Start of Extracted data

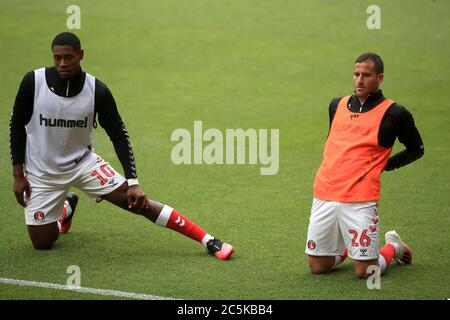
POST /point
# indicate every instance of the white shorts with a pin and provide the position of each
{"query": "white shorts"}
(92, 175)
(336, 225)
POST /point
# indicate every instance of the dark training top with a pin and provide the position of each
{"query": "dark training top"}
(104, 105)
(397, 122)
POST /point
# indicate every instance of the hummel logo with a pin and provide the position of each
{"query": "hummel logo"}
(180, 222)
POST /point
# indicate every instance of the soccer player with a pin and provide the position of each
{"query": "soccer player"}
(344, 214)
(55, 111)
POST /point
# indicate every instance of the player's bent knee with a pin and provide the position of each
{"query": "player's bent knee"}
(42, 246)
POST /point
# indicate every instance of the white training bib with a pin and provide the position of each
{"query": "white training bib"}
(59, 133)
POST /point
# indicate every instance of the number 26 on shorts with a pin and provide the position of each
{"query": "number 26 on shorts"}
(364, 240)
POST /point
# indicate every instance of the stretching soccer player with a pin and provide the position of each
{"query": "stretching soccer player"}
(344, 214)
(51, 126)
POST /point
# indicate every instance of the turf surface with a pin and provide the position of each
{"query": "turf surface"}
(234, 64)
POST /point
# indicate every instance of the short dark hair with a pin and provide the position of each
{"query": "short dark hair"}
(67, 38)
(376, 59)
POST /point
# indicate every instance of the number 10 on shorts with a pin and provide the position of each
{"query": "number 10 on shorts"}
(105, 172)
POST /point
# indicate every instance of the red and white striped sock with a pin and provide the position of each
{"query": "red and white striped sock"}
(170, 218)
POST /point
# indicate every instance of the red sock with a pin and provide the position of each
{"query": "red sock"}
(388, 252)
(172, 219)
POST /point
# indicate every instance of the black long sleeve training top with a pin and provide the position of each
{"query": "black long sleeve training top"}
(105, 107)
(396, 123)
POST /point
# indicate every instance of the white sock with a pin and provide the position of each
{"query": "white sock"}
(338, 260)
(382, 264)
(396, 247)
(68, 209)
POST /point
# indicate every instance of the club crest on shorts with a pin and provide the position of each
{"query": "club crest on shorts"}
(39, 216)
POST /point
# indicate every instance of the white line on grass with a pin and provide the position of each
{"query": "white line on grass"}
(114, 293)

End of Extracted data

**Required work:**
Would you copy all of the data exactly? Keep the pictures out of it.

**Completed task:**
POST /point
# indicate every instance of the white shorts with a pin and provide the position of each
{"query": "white shorts"}
(92, 175)
(336, 225)
POST /point
# indicate every instance of the dark training top with a pin and provide the position of each
{"query": "dark training top"}
(104, 105)
(397, 122)
POST /point
# indicate every instance of the hummel logo with a pin and provide the position of each
{"query": "hummel logo"}
(180, 222)
POST /point
# indicate every instance of the soccer player with a pin and provide the position of each
{"query": "soccer player"}
(344, 214)
(55, 111)
POST /point
# indicate every instance of the player's bent knee with a pin and provide the position of each
{"query": "player's bent knee"}
(42, 246)
POST /point
# indicate every instance of the white training bib with a pin and provide the position of each
{"query": "white training bib"}
(59, 133)
POST /point
# indicate every instance of the number 26 on shorts with a pin and provide the position of each
{"query": "number 26 on shorts"}
(364, 240)
POST /point
# indicate every instance of the stretching soccer player with a pin and provide the position of each
{"query": "stretching soccer player"}
(344, 214)
(51, 126)
POST /point
# indicate every instance of the turf surface with a pin and provide the position of each
{"query": "turf surface"}
(234, 64)
POST /point
# indicate every instance of the short dark hair with a pin and provide the position of each
{"query": "short dark hair"}
(67, 38)
(376, 59)
POST /point
# indicate every instance of the number 10 on shorts with a pin and provide the position of each
{"query": "number 10 on shorts"}
(105, 172)
POST /point
# indicate every instance of the red and white striped sock with a pin and provide the position of each
{"query": "red and white striped sock"}
(170, 218)
POST /point
# indicate every instance of the red sock with a pin and provide the position of each
{"query": "red sock"}
(388, 252)
(172, 219)
POST /point
# indicate every instance of the black long sleeve training top with a pin and provide the position of each
{"query": "black long sleeve training top"}
(105, 107)
(396, 123)
POST /point
# indicate every instance of the white sock with a pin and provide the position of each
{"query": "white sock"}
(338, 260)
(382, 264)
(396, 247)
(68, 209)
POST /point
# indicate every instance of the club crest on shorts with a pin and provide the position of each
{"query": "club crest on shorts"}
(39, 216)
POST /point
# indicate every instance of the white line on grass with a pin and provide the position of each
{"query": "white line on grass"}
(114, 293)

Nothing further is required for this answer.